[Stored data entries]
-=-=-=-=-

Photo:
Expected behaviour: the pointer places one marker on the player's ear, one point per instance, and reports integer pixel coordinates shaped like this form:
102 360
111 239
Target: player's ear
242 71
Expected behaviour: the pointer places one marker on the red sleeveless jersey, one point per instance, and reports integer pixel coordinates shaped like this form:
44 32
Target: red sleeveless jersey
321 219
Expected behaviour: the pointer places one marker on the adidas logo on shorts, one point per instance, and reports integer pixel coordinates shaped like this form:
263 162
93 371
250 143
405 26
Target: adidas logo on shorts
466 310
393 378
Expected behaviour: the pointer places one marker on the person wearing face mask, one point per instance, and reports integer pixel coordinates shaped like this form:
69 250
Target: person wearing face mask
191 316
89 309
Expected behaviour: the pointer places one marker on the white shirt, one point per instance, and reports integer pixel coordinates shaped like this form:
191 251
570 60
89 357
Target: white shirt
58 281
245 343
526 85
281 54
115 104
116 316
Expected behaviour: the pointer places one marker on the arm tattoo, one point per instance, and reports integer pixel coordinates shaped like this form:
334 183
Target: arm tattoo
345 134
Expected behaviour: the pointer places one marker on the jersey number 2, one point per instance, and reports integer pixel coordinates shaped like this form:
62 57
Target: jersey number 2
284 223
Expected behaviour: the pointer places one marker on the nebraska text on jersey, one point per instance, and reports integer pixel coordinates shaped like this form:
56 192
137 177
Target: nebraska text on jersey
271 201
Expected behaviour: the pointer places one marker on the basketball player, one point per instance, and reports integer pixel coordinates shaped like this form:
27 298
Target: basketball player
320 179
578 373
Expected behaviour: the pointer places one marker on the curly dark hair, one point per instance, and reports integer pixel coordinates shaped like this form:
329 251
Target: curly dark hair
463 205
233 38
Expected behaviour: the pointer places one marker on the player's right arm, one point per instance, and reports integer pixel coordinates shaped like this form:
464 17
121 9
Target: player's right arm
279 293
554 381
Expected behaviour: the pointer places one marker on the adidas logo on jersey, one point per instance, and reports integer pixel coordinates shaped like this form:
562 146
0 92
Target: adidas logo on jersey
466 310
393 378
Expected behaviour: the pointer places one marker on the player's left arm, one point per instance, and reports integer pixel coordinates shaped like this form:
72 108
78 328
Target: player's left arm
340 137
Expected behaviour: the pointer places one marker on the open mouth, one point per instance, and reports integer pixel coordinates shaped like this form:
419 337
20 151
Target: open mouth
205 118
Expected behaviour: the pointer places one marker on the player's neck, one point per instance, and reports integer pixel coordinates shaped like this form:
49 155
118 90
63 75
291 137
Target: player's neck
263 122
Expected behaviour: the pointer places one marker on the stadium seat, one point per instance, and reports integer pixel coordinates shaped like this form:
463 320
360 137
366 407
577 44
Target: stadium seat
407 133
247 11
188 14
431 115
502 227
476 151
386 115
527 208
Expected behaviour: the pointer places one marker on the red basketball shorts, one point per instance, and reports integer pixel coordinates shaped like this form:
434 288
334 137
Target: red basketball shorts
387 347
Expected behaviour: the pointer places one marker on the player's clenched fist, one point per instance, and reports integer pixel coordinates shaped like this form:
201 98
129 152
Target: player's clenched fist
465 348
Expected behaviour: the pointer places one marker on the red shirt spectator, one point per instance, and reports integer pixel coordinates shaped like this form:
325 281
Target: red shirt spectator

-=-=-=-=-

• _GOAL OF THE EXERCISE_: Gather every line from the entries above where the word "spectator" appears, and copy them.

• _EXERCISE OUTPUT_:
Expected behaviour: the pointer places one marker on the red shirt spectator, one point per instance, and reports integer pixel coordinates shaped like this form:
Target: red shirt spectator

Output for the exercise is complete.